ACTIVITIES
**a.** In the passage on the workers' compensation ruling, what schedule loss of use of the left arm did the WCLJ determine the claimant had?
**b.** Rewrite the paragraph of the passage on the workers' compensation ruling that begins "A Workers' Compensation Law Judge" as a short bulleted list that keeps its main facts.

GIVEN PASSAGE
A Workers' Compensation Law Judge (hereinafter WCLJ) subsequently determined in March 2005 that claimant had a 20% schedule loss of use of the left arm, entitling him to 62.4 weeks of benefits. Accordingly, the WCLJ awarded claimant benefits at the rate of $400 per week for a permanent partial disability from October 28, 1999 to October 25, 2000 (51.8 weeks) and for a temporary total disability from September 23, 2003 to December 5, 2003 (10.6 weeks), [*2]the latter period representing claimant's only actual lost time from work. The WCLJ held that, while claimant's temporary total disability award could not be considered payment in lieu of first party benefits, the permanent partial disability award did constitute payments in lieu of first party benefits and was therefore not subject to the workers' compensation carrier's offset rights under Workers' Compensation Law § 29. The Workers' Compensation Board modified the decision by determining that claimant's permanent partial disability award did not constitute payment in lieu of first party benefits, so the carrier had a right to offset the entire schedule loss of use award under Workers' Compensation Law § 29. Claimant appeals.

DATA SHOWN

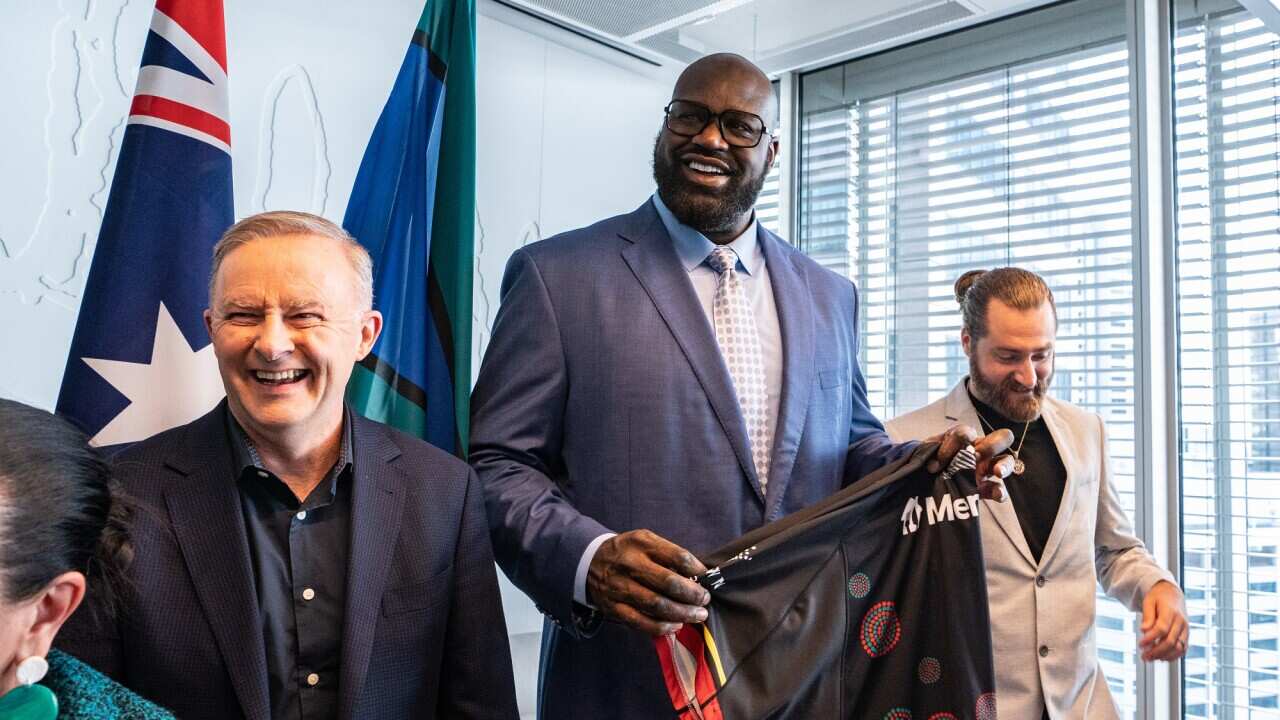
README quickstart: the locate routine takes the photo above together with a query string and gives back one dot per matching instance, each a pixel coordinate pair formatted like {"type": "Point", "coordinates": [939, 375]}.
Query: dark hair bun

SOLUTIONS PER TASK
**a.** A 20% schedule loss of use of the left arm, entitling him to 62.4 weeks of benefits.

**b.**
- In March 2005, a Workers' Compensation Law Judge (WCLJ) found a 20% schedule loss of use of claimant's left arm, worth 62.4 weeks of benefits.
- The WCLJ awarded $400 per week for:
  - a permanent partial disability from October 28, 1999 to October 25, 2000 (51.8 weeks)
  - a temporary total disability from September 23, 2003 to December 5, 2003 (10.6 weeks), claimant's only actual lost time from work
- The WCLJ ruled that the temporary total disability award was not payment in lieu of first party benefits. The permanent partial disability award was, so it was not subject to the carrier's offset rights under Workers' Compensation Law § 29.
- The Workers' Compensation Board modified that decision. It held that the permanent partial disability award was not payment in lieu of first party benefits, so the carrier could offset the entire schedule loss of use award under § 29.
- Claimant appeals.